▶ **Görevler**
**A)** Melek Baykal söyleşisinden "AYBALA ALAÇAM" ile başlayıp "ekol tabii kendisi." sözlerine kadar uzanan bölümü hiç değiştirmeden geri verin.
**B)** Melek Baykal söyleşisinin devamını, metnin bittiği yerden başlayarak yazın.

▶ **Verilen Metin**
>>>

Kültür Sanat Nâzım’ın Adviye’si

Nâzım’ın Adviye’si

21.02.2002 - 00:00 | Son Güncellenme:

Melek Baykal, 27 yıldır Devlet Tiyatrosu oyuncusu. "Ferhunde Hanımlar"ın uçuk Nermin’i, "Hayat Bağları"nın fedakâr Nurhayat’ı ve tabii illa ki birilerinin de sevdiği kadın!

Nâzım’ın Adviye’si

Nâzım’ın Adviye’si

Melek Baykal, 27 yıldır Devlet Tiyatrosu oyuncusu. "Ferhunde Hanımlar"ın uçuk Nermin’i, "Hayat Bağları"nın fedakâr Nurhayat’ı ve tabii illa ki birilerinin de sevdiği kadın!

AYBALA ALAÇAM

Nâzım’ın Adviye’si
Ankara Devlet Tiyatrosu’ndan İstanbul’a geleli ne kadar oldu?
27 yıllık Devlet Tiyatrosu oyuncusuyum ve hep Ankara’da çalıştım. Ancak aslen İstanbullu’yum. Yıllardır kadromu vermemişlerdi. Geçici görev hiç benim tarzım değil. Artık ya tayin, ya da bırakıyorum deyince emeklilik öncesi İstanbul’un oyuncusu oldum. İki yıl oldu. "Bu Bir Rüyadır" rol aldığım ilk proje. Öncesinde Zuhal Olcay - Haluk Bilginer tiyatrosunda "Dolu Düşün Boş Konuş" diye bir oyun sahneledik. Yönetmen Ferhan Şensoy’du, ki bir ekol tabii kendisi.

<<<

▶ **Sağlanan Veriler**
>>>

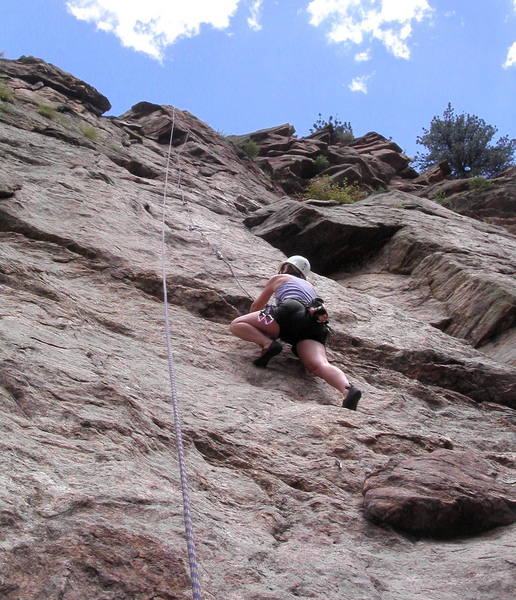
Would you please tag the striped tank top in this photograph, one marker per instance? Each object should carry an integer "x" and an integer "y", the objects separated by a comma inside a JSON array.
[{"x": 296, "y": 288}]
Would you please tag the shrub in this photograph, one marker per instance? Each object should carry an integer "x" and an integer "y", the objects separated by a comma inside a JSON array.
[
  {"x": 321, "y": 163},
  {"x": 322, "y": 188},
  {"x": 479, "y": 183},
  {"x": 47, "y": 111},
  {"x": 89, "y": 132},
  {"x": 464, "y": 141},
  {"x": 6, "y": 93},
  {"x": 340, "y": 131},
  {"x": 440, "y": 198},
  {"x": 250, "y": 147}
]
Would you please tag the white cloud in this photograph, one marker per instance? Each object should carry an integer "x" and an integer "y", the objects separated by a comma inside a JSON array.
[
  {"x": 511, "y": 52},
  {"x": 363, "y": 56},
  {"x": 510, "y": 61},
  {"x": 355, "y": 21},
  {"x": 359, "y": 84},
  {"x": 254, "y": 20},
  {"x": 150, "y": 26}
]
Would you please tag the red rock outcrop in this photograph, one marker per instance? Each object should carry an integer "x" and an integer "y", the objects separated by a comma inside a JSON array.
[
  {"x": 90, "y": 498},
  {"x": 371, "y": 160},
  {"x": 489, "y": 200},
  {"x": 443, "y": 494}
]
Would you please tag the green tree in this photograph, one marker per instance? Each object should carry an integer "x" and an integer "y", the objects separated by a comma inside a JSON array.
[
  {"x": 464, "y": 141},
  {"x": 340, "y": 131}
]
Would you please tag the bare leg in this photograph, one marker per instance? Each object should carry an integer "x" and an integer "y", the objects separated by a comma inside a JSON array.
[
  {"x": 250, "y": 328},
  {"x": 313, "y": 356}
]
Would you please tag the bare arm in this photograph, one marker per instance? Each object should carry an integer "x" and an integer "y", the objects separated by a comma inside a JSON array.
[{"x": 274, "y": 282}]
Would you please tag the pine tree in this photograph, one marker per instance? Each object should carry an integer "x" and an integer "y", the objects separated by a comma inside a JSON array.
[{"x": 463, "y": 140}]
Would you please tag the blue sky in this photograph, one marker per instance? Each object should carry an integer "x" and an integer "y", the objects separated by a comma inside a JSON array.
[{"x": 241, "y": 65}]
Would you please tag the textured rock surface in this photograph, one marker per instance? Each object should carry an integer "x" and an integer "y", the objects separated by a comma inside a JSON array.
[
  {"x": 454, "y": 273},
  {"x": 445, "y": 493},
  {"x": 492, "y": 200},
  {"x": 90, "y": 501},
  {"x": 371, "y": 160}
]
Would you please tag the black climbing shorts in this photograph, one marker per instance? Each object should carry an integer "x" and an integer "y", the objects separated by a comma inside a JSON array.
[{"x": 296, "y": 324}]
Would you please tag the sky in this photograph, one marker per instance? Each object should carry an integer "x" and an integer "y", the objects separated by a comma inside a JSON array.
[{"x": 241, "y": 65}]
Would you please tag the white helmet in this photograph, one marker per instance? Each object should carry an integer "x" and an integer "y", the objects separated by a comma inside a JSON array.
[{"x": 300, "y": 262}]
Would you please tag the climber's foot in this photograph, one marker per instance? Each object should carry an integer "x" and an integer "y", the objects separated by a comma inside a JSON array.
[
  {"x": 352, "y": 397},
  {"x": 267, "y": 354}
]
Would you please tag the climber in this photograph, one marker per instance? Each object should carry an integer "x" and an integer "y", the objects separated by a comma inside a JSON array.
[{"x": 298, "y": 318}]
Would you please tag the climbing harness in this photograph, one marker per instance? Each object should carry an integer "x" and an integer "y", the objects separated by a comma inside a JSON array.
[{"x": 190, "y": 543}]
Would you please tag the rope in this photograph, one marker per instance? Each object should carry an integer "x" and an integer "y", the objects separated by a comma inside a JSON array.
[{"x": 190, "y": 543}]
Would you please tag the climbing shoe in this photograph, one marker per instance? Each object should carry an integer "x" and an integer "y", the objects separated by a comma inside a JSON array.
[
  {"x": 352, "y": 397},
  {"x": 272, "y": 350}
]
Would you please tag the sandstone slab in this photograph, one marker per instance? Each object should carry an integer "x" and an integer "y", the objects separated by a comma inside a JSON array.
[{"x": 444, "y": 494}]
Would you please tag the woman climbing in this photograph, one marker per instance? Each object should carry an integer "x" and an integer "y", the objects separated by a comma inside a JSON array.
[{"x": 299, "y": 318}]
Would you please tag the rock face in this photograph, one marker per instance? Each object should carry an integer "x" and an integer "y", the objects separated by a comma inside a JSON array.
[
  {"x": 90, "y": 498},
  {"x": 445, "y": 493},
  {"x": 371, "y": 161},
  {"x": 409, "y": 253},
  {"x": 489, "y": 200}
]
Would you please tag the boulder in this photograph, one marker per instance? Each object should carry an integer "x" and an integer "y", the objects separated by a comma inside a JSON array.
[
  {"x": 36, "y": 71},
  {"x": 488, "y": 200},
  {"x": 465, "y": 266},
  {"x": 90, "y": 488},
  {"x": 443, "y": 494}
]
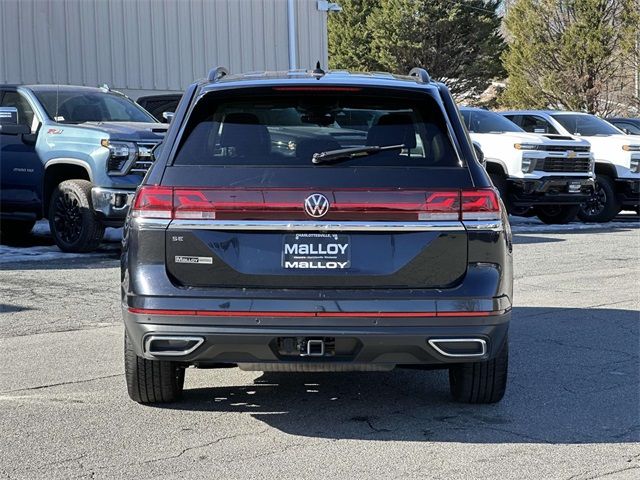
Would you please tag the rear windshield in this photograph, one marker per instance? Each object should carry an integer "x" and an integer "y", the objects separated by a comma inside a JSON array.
[
  {"x": 482, "y": 121},
  {"x": 86, "y": 106},
  {"x": 287, "y": 129}
]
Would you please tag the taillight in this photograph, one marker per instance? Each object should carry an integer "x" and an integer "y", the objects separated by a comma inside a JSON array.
[
  {"x": 153, "y": 202},
  {"x": 480, "y": 204},
  {"x": 345, "y": 205}
]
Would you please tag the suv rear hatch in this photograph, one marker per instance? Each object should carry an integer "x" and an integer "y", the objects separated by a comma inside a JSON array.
[{"x": 250, "y": 209}]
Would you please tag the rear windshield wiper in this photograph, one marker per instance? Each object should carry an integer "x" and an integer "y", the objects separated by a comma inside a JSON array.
[{"x": 347, "y": 153}]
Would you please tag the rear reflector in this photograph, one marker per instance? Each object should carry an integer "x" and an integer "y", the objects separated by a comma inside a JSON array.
[
  {"x": 224, "y": 313},
  {"x": 288, "y": 204}
]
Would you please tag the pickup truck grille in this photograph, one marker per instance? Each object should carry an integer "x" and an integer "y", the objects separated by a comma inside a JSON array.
[
  {"x": 566, "y": 148},
  {"x": 144, "y": 160},
  {"x": 574, "y": 165}
]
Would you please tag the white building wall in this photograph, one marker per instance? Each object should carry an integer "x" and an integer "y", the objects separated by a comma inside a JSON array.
[{"x": 151, "y": 45}]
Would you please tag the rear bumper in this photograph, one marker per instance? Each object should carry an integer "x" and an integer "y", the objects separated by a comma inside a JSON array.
[
  {"x": 111, "y": 205},
  {"x": 368, "y": 340},
  {"x": 552, "y": 190},
  {"x": 628, "y": 191}
]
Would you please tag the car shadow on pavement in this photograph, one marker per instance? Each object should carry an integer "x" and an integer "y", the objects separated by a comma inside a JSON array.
[{"x": 574, "y": 378}]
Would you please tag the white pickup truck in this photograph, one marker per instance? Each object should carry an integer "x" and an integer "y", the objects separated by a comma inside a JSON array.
[
  {"x": 617, "y": 158},
  {"x": 545, "y": 175}
]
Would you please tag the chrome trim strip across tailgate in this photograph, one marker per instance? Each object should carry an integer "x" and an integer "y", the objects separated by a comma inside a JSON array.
[{"x": 303, "y": 225}]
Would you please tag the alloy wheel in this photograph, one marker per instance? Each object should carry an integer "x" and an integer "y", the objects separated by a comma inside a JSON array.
[{"x": 67, "y": 217}]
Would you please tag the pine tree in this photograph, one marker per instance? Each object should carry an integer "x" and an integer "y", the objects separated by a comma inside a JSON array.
[
  {"x": 457, "y": 41},
  {"x": 349, "y": 38},
  {"x": 571, "y": 54}
]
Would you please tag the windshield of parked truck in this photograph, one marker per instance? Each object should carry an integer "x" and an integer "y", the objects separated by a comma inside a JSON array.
[
  {"x": 587, "y": 125},
  {"x": 91, "y": 106},
  {"x": 483, "y": 121}
]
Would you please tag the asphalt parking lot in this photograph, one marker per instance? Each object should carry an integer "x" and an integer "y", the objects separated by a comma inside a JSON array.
[{"x": 572, "y": 408}]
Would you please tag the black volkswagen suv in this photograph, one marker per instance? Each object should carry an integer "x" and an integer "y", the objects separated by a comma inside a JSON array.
[{"x": 316, "y": 222}]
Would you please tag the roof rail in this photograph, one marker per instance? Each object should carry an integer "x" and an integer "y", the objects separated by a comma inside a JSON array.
[
  {"x": 420, "y": 73},
  {"x": 217, "y": 73}
]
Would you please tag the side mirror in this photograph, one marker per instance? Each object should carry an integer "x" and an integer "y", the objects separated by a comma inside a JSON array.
[
  {"x": 8, "y": 116},
  {"x": 14, "y": 129},
  {"x": 479, "y": 153}
]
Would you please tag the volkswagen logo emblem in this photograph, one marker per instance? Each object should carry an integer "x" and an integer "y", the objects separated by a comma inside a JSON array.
[{"x": 316, "y": 205}]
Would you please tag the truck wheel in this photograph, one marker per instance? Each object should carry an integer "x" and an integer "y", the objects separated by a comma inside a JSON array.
[
  {"x": 151, "y": 381},
  {"x": 557, "y": 214},
  {"x": 480, "y": 382},
  {"x": 603, "y": 205},
  {"x": 501, "y": 184},
  {"x": 15, "y": 229},
  {"x": 73, "y": 225}
]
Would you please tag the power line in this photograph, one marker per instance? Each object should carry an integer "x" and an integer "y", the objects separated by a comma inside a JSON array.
[{"x": 465, "y": 5}]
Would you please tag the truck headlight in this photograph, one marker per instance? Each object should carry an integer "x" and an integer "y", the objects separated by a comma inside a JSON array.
[
  {"x": 631, "y": 148},
  {"x": 528, "y": 146},
  {"x": 119, "y": 155},
  {"x": 528, "y": 164}
]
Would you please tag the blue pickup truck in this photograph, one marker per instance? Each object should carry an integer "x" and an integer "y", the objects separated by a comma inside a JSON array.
[{"x": 73, "y": 155}]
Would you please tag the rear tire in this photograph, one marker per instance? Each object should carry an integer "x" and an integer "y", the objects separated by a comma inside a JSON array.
[
  {"x": 151, "y": 381},
  {"x": 480, "y": 382},
  {"x": 73, "y": 225},
  {"x": 557, "y": 214},
  {"x": 13, "y": 230},
  {"x": 603, "y": 205}
]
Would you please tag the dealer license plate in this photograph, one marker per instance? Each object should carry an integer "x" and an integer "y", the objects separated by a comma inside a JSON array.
[{"x": 316, "y": 251}]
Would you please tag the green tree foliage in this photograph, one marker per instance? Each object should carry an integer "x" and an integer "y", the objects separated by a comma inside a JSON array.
[
  {"x": 349, "y": 37},
  {"x": 572, "y": 54},
  {"x": 457, "y": 41}
]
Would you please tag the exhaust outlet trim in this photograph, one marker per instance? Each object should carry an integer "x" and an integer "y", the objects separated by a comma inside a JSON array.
[
  {"x": 148, "y": 341},
  {"x": 438, "y": 344}
]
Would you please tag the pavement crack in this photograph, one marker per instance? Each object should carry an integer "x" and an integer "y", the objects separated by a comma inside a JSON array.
[
  {"x": 203, "y": 445},
  {"x": 49, "y": 385}
]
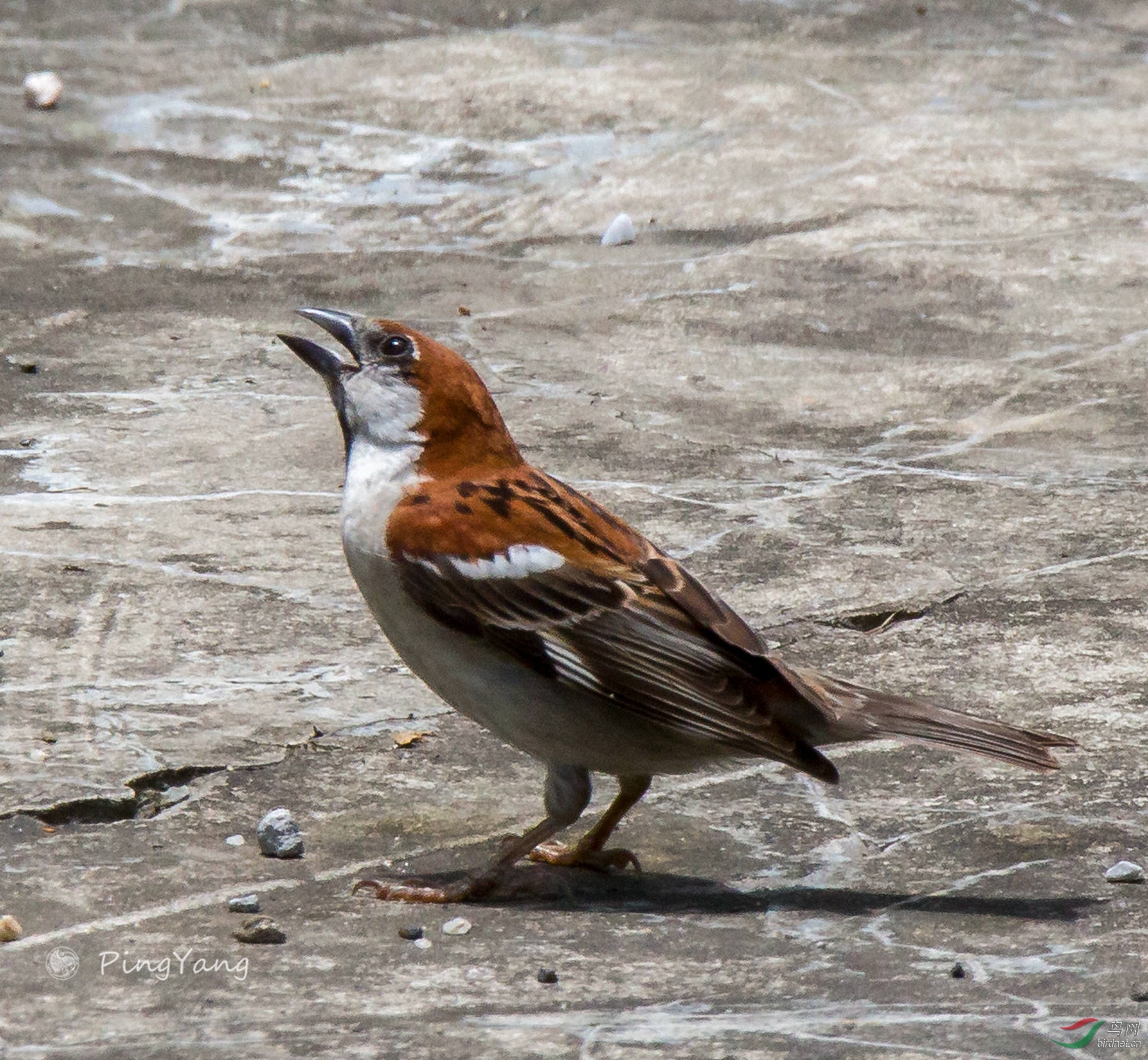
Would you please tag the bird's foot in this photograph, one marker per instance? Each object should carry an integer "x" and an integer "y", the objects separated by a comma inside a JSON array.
[
  {"x": 559, "y": 853},
  {"x": 416, "y": 890}
]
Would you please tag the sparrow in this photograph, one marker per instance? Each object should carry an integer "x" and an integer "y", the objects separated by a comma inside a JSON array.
[{"x": 545, "y": 618}]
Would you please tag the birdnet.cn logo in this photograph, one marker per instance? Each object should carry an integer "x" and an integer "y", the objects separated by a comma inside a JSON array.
[{"x": 1117, "y": 1034}]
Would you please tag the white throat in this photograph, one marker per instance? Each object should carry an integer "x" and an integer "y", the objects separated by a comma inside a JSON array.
[
  {"x": 383, "y": 460},
  {"x": 376, "y": 479}
]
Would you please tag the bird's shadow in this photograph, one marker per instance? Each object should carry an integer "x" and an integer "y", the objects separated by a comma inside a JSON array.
[{"x": 565, "y": 889}]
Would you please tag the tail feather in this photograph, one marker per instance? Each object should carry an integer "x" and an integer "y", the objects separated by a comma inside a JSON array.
[{"x": 853, "y": 712}]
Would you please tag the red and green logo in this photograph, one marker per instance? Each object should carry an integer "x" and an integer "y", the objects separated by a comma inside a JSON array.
[{"x": 1093, "y": 1026}]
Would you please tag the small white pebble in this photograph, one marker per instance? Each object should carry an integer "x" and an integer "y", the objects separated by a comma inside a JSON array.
[
  {"x": 620, "y": 231},
  {"x": 244, "y": 904},
  {"x": 279, "y": 835},
  {"x": 1125, "y": 872},
  {"x": 43, "y": 90},
  {"x": 10, "y": 929}
]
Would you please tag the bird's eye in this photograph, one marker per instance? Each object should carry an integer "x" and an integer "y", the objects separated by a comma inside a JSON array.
[{"x": 396, "y": 346}]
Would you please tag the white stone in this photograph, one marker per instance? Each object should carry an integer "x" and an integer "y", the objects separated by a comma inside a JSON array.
[
  {"x": 43, "y": 90},
  {"x": 1125, "y": 872},
  {"x": 279, "y": 835},
  {"x": 620, "y": 231}
]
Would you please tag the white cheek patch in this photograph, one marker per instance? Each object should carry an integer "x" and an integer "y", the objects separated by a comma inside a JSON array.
[{"x": 519, "y": 561}]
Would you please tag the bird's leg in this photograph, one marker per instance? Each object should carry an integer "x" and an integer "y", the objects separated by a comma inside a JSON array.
[
  {"x": 568, "y": 794},
  {"x": 589, "y": 851}
]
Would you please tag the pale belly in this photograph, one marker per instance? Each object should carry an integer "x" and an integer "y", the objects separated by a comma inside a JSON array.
[{"x": 536, "y": 714}]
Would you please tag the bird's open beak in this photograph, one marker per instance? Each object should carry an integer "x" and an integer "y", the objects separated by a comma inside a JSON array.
[{"x": 327, "y": 363}]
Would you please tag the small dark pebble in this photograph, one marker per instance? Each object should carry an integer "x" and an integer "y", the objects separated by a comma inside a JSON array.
[{"x": 262, "y": 931}]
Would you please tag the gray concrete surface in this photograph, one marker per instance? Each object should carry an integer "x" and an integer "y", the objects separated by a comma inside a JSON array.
[{"x": 876, "y": 365}]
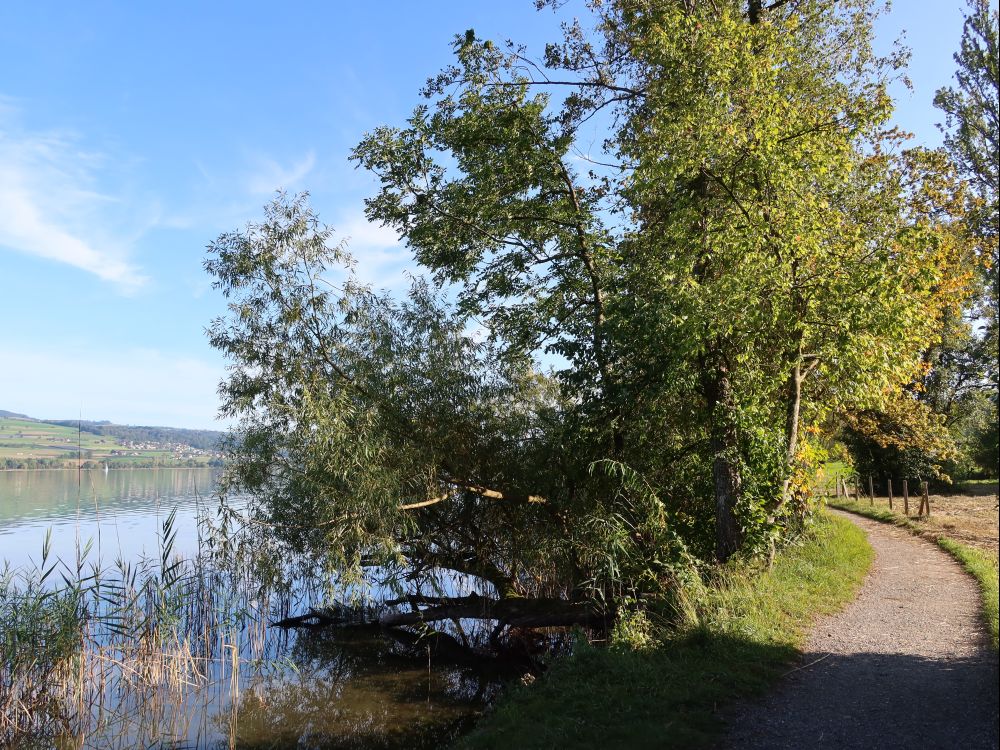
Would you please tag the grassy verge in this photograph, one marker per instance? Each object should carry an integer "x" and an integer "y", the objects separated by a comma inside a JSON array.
[
  {"x": 741, "y": 636},
  {"x": 983, "y": 566}
]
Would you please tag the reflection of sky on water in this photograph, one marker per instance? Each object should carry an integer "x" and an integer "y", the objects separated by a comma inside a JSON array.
[
  {"x": 329, "y": 688},
  {"x": 122, "y": 511}
]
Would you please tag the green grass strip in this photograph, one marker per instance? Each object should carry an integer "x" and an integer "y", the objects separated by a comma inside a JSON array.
[
  {"x": 745, "y": 632},
  {"x": 980, "y": 564}
]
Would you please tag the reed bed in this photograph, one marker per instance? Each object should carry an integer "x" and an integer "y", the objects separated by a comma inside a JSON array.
[{"x": 126, "y": 651}]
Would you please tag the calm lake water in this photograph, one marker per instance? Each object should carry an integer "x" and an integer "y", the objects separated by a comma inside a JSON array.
[
  {"x": 122, "y": 512},
  {"x": 329, "y": 688}
]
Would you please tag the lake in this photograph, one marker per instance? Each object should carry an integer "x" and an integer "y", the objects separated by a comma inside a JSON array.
[{"x": 247, "y": 684}]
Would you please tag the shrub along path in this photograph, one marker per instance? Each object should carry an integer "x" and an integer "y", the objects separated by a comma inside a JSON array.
[{"x": 907, "y": 664}]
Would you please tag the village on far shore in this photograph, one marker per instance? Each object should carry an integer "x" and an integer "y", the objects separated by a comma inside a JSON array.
[{"x": 28, "y": 443}]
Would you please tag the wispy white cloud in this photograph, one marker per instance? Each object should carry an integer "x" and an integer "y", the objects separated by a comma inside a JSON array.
[
  {"x": 269, "y": 175},
  {"x": 51, "y": 207},
  {"x": 135, "y": 386},
  {"x": 382, "y": 259}
]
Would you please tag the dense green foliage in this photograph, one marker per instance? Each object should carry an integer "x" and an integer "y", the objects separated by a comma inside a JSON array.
[
  {"x": 947, "y": 426},
  {"x": 694, "y": 214},
  {"x": 739, "y": 638}
]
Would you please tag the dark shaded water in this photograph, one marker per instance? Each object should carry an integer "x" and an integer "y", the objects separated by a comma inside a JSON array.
[{"x": 246, "y": 684}]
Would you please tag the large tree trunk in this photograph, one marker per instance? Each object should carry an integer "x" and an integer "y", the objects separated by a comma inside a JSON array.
[{"x": 726, "y": 476}]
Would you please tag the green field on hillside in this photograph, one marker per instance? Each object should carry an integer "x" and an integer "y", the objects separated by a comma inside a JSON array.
[{"x": 27, "y": 443}]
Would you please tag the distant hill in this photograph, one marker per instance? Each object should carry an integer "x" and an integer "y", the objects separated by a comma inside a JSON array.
[
  {"x": 202, "y": 439},
  {"x": 29, "y": 443}
]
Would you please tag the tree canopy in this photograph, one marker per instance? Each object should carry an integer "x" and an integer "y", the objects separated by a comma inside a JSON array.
[{"x": 695, "y": 215}]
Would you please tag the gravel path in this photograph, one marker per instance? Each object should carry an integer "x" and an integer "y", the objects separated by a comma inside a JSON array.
[{"x": 906, "y": 665}]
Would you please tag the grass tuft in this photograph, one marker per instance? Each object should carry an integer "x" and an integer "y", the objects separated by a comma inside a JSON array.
[{"x": 745, "y": 631}]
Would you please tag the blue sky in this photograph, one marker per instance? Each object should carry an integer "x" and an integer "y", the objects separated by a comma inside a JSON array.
[{"x": 133, "y": 134}]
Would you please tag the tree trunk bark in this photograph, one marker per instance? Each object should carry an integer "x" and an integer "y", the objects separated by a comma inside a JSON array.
[{"x": 728, "y": 482}]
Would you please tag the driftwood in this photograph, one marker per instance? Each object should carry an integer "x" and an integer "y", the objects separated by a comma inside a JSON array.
[{"x": 516, "y": 612}]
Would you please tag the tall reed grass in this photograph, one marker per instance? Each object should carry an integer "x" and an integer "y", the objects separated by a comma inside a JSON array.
[{"x": 126, "y": 650}]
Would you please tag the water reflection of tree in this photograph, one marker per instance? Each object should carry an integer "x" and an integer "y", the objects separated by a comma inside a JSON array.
[{"x": 354, "y": 688}]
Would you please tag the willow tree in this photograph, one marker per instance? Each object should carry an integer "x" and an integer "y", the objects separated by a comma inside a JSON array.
[{"x": 738, "y": 253}]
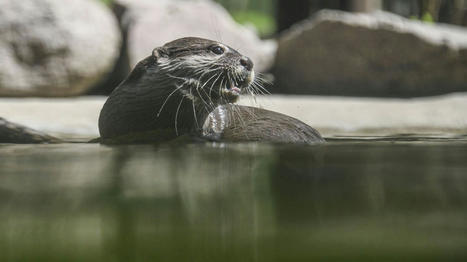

<<<

▶ **Görevlere Göre Yanıtlar**
**A)**
AYBALA ALAÇAM

Nâzım’ın Adviye’si
Ankara Devlet Tiyatrosu’ndan İstanbul’a geleli ne kadar oldu?
27 yıllık Devlet Tiyatrosu oyuncusuyum ve hep Ankara’da çalıştım. Ancak aslen İstanbullu’yum. Yıllardır kadromu vermemişlerdi. Geçici görev hiç benim tarzım değil. Artık ya tayin, ya da bırakıyorum deyince emeklilik öncesi İstanbul’un oyuncusu oldum. İki yıl oldu. "Bu Bir Rüyadır" rol aldığım ilk proje. Öncesinde Zuhal Olcay - Haluk Bilginer tiyatrosunda "Dolu Düşün Boş Konuş" diye bir oyun sahneledik. Yönetmen Ferhan Şensoy’du, ki bir ekol tabii kendisi.

**B)**
Mustafa Avkıran, farklı çizgisi olan bir yönetmen. Siz kadroya nasıl dahil oldunuz?
Senin tarzın başka, demiştim kendisine. Bildiği, inandığı oyuncularla çalışmayı seven bir yönetmendir. Beni nereden aklına getirdin, diye de sormuştum. Sevdiği bir oyuncuymuşum işte. Hakikaten ileri düşünen bir insan. Toplumun önünde bir zihni var. Bu ülkenin daha bir 30 yıla ihtiyacı var onu anlamak için.

Türk tiyatrosundaki yeni sahnelemeleri nasıl yorumluyorsunuz?
Sıcak bakıyorum tabii ki. Bu anlamda demode düşünmeyi sevmiyorum. Oyuncu olarak da açığım. Zaten oyununda rol aldığım Avkıran’ın da farklı bir konumu var. Ama aramızda geçen bir sohbette, pek çok yerden Nâzım Hikmet yılı dolayısıyla bu oyun için teklif almış olmasına rağmen gönlünün Devlet Tiyatrosu’ndan yana olduğunu söylemişti.

Operetteki rolünüz nedir?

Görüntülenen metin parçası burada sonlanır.